### [Task directions]
Give again the entries below exactly, beginning at the first line and ending at the line with "window curtain, one".

BEGIN Data listing

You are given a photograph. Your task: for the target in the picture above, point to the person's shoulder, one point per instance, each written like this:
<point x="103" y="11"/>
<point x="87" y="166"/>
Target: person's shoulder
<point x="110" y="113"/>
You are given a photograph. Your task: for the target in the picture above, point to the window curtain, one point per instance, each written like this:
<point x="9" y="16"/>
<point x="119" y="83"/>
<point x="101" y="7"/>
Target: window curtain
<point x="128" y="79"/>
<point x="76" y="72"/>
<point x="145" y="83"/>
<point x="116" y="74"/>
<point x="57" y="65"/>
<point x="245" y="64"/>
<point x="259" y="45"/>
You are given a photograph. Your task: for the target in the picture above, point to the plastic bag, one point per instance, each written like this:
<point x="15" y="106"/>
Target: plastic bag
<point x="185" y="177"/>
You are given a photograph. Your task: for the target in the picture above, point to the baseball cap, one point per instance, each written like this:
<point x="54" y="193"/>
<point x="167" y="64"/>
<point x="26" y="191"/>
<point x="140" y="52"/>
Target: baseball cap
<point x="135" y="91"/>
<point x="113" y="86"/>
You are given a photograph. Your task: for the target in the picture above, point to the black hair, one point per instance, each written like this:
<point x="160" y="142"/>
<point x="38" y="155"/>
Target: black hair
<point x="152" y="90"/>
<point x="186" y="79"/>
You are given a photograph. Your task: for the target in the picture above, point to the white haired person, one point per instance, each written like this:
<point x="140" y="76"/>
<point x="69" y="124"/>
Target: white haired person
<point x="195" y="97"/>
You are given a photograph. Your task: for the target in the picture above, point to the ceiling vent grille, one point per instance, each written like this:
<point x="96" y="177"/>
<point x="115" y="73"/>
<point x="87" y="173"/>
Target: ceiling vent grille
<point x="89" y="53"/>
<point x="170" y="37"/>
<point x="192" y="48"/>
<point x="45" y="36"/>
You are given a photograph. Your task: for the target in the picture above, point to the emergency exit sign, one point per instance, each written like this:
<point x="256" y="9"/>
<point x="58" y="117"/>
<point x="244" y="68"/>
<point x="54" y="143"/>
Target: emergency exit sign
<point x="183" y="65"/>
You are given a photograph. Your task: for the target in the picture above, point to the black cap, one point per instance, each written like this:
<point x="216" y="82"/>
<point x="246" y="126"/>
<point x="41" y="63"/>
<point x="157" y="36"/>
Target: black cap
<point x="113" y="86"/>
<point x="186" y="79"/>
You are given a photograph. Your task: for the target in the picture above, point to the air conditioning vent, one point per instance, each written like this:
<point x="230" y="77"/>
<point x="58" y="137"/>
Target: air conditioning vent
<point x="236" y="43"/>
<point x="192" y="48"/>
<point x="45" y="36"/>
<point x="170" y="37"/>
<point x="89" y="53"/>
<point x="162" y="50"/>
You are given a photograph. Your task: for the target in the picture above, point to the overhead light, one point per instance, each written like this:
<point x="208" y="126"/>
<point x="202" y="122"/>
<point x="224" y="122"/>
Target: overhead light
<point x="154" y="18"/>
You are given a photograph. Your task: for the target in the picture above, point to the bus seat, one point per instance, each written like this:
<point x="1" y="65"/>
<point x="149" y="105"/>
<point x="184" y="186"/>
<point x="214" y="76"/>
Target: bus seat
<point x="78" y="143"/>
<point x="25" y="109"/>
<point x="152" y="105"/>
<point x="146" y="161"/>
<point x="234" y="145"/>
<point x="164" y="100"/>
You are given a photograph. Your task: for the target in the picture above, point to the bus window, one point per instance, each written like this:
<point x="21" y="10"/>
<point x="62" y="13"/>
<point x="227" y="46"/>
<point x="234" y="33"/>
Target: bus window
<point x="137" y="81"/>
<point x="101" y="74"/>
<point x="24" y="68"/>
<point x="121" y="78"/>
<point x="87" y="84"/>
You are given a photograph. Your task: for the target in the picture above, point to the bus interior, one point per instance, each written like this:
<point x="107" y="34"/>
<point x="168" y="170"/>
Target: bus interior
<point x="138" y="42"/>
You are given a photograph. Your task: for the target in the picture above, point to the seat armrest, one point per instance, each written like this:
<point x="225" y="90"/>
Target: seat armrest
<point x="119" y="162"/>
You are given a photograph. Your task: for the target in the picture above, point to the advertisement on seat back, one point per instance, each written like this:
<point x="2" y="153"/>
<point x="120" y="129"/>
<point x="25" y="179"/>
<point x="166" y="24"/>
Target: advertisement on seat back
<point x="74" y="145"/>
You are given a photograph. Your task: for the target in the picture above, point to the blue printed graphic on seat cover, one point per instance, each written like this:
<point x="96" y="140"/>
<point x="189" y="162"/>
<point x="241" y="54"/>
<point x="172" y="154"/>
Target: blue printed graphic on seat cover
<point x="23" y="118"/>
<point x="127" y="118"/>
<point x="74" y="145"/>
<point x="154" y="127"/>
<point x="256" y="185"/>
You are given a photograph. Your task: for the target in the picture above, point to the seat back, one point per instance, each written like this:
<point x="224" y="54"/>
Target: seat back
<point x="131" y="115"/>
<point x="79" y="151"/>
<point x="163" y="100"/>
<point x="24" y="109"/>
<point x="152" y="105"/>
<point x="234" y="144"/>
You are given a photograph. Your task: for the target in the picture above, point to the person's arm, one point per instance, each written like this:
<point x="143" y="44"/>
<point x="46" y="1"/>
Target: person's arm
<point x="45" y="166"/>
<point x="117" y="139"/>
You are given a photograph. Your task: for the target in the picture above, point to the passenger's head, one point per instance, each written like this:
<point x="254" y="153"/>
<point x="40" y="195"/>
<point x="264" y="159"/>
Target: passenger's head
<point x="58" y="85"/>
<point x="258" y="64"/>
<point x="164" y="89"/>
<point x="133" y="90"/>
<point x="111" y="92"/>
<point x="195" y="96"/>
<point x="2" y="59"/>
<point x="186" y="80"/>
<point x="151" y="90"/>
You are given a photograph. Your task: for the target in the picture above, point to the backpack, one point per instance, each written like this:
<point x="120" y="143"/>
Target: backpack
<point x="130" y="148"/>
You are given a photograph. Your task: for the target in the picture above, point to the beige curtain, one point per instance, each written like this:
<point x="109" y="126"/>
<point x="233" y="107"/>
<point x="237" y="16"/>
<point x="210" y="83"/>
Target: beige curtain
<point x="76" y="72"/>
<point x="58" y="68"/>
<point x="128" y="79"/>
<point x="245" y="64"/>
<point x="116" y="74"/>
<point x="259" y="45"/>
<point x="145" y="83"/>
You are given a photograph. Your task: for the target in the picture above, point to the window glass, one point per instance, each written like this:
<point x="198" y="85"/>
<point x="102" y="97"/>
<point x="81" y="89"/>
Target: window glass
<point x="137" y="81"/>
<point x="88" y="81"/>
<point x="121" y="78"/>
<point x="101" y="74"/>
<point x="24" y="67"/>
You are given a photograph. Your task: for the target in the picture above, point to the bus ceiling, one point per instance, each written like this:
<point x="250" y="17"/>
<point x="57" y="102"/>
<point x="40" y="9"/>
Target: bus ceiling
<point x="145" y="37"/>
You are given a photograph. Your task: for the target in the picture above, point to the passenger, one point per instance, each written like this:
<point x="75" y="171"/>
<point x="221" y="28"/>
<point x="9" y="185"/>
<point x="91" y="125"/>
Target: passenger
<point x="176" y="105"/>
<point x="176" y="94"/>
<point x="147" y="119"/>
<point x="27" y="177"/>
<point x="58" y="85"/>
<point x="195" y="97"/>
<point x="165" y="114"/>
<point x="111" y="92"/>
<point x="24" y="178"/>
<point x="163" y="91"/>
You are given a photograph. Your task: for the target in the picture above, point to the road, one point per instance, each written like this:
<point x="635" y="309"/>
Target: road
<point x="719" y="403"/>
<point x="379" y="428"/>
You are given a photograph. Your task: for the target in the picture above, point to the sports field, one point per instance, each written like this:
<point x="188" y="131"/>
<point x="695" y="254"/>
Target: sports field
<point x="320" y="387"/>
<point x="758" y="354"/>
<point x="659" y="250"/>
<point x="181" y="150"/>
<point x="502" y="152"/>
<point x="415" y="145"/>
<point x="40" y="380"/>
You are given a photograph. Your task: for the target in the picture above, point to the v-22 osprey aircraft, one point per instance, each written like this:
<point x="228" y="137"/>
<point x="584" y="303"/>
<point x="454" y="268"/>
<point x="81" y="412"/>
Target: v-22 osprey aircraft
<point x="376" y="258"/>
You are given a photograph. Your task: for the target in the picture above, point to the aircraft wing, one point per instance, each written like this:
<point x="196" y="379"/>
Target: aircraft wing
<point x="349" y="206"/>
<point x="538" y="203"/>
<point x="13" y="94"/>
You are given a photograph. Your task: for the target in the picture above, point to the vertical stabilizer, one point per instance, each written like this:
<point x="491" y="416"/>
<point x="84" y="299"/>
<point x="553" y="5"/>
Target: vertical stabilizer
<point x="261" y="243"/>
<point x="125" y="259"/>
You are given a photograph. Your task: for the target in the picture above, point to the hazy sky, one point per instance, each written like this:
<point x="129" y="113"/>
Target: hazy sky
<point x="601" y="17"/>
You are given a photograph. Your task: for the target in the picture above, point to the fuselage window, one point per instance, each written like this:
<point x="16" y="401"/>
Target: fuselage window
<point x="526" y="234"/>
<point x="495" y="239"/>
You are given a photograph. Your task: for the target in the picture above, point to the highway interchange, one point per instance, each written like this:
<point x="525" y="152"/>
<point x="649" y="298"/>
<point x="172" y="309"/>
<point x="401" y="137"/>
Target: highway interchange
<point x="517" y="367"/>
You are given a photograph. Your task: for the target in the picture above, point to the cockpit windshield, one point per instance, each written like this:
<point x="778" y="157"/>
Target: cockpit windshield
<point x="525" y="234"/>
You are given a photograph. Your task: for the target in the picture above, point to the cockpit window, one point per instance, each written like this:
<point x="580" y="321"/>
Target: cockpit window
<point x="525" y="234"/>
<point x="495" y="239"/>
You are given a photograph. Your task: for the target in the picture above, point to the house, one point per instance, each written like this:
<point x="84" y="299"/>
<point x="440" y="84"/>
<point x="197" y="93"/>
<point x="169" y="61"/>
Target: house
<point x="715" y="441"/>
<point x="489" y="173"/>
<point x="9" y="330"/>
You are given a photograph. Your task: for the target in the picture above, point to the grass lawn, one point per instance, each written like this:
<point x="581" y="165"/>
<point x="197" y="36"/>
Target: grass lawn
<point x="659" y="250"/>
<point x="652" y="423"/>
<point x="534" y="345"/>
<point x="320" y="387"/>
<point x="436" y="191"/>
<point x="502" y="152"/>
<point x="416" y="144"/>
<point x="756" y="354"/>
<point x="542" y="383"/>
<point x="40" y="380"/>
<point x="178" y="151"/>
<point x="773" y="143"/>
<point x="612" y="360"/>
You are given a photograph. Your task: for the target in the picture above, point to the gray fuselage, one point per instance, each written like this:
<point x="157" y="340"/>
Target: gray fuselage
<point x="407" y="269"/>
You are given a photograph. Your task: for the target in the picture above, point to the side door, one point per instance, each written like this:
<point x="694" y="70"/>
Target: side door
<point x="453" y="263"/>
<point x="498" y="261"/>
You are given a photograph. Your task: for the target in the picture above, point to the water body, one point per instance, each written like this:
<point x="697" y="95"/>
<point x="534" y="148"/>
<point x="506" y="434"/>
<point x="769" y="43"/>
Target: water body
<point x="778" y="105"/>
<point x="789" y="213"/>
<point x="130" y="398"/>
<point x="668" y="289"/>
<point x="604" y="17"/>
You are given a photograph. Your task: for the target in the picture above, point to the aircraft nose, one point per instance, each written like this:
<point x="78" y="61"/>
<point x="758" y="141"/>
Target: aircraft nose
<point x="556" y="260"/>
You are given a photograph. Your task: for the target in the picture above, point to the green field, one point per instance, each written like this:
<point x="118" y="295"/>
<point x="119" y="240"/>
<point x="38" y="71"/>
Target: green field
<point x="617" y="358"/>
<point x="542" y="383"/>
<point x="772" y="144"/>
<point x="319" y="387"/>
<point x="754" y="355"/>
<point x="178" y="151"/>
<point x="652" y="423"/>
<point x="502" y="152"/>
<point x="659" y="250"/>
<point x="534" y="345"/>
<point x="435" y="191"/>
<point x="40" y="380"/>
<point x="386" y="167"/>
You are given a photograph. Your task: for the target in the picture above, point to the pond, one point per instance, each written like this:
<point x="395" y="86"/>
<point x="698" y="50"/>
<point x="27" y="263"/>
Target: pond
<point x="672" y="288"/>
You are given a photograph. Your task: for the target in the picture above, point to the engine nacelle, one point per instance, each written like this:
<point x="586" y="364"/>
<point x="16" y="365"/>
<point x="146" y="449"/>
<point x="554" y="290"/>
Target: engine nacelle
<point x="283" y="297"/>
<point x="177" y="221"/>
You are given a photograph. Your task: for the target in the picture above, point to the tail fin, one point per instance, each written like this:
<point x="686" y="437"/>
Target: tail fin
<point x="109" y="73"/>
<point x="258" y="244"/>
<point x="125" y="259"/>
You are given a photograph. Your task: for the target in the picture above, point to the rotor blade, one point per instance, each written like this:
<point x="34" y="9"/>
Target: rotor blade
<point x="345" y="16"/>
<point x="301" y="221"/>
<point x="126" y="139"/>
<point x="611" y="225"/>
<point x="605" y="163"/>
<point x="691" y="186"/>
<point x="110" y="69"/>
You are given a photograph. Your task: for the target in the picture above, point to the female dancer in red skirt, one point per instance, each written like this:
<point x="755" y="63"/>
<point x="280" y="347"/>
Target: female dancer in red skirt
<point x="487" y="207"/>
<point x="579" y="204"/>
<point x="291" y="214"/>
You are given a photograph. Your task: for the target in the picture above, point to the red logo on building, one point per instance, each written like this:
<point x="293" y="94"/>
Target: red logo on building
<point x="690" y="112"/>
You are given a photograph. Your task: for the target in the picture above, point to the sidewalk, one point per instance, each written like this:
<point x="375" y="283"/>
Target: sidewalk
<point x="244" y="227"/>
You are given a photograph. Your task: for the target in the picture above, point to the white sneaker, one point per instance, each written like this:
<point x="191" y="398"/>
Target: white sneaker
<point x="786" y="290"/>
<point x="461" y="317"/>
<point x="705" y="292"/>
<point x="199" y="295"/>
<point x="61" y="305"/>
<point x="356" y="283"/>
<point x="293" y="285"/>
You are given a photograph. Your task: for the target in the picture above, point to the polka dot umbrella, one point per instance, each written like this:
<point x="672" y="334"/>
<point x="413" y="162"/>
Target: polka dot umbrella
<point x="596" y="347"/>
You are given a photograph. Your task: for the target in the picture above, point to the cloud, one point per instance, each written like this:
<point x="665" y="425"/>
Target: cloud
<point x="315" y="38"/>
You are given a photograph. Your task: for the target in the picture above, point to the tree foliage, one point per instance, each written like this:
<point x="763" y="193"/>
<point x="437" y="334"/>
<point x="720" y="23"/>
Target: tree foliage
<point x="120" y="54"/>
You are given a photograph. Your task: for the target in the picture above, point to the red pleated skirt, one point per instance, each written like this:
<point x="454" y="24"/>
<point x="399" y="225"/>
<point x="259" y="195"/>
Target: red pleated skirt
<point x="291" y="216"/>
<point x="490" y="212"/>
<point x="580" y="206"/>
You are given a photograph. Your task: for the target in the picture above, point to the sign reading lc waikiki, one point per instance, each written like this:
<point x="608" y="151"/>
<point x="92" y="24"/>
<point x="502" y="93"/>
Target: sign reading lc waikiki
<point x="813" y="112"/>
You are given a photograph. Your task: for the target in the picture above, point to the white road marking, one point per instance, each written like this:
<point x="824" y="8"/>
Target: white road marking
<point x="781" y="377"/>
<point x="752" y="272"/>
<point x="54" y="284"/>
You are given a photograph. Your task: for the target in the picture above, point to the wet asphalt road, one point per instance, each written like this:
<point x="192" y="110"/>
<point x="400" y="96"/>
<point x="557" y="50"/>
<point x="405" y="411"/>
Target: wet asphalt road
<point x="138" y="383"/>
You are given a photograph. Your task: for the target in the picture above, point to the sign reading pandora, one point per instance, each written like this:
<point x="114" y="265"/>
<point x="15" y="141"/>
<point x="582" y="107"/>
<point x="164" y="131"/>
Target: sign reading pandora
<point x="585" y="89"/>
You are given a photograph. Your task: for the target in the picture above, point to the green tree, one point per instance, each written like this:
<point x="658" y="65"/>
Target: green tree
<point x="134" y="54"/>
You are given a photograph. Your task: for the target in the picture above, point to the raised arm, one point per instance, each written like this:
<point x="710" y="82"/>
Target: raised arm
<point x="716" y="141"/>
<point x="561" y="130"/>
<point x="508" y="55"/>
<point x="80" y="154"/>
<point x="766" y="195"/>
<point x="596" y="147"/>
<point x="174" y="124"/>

END Data listing

### [Finished exercise]
You are given a photograph. Your task: for the target in the picture above, point to the person's shoulder, one point per instance, each written like this:
<point x="103" y="11"/>
<point x="87" y="166"/>
Target: person's shoulder
<point x="110" y="113"/>
You are given a photograph. Your task: for the target in the picture above, point to the window curtain, one point per instance, each written like this:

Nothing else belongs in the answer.